* _EXERCISE DETAILS_: Once you find the line with "Can you find the woman's face?", transcribe it and all the lines that follow to the end of the data, exactly as written; skip any pictures.

* _SUPPLIED DATA_:
::::::
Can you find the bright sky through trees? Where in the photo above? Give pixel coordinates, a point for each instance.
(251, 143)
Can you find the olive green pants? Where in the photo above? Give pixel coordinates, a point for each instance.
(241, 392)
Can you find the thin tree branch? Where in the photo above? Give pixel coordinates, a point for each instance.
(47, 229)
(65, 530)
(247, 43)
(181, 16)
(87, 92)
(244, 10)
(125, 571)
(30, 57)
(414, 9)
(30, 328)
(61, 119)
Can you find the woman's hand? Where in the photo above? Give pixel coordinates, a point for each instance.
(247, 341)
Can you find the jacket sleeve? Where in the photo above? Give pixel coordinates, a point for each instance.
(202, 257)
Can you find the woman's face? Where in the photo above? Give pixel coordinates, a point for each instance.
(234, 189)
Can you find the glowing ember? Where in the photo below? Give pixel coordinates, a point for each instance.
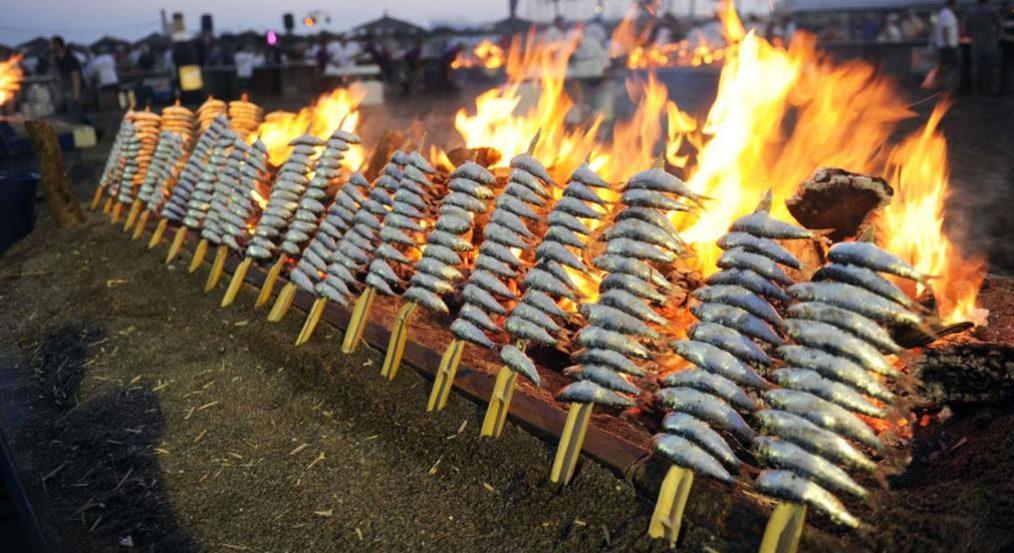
::::::
* _ANSWER SECTION_:
Can you find the woman's face? Where in the photo above? Give pixel coordinates, a point for each instance.
(234, 189)
Can you find the glowing ember? Where in the photo below? Give pixel coordinates, a point for each instance.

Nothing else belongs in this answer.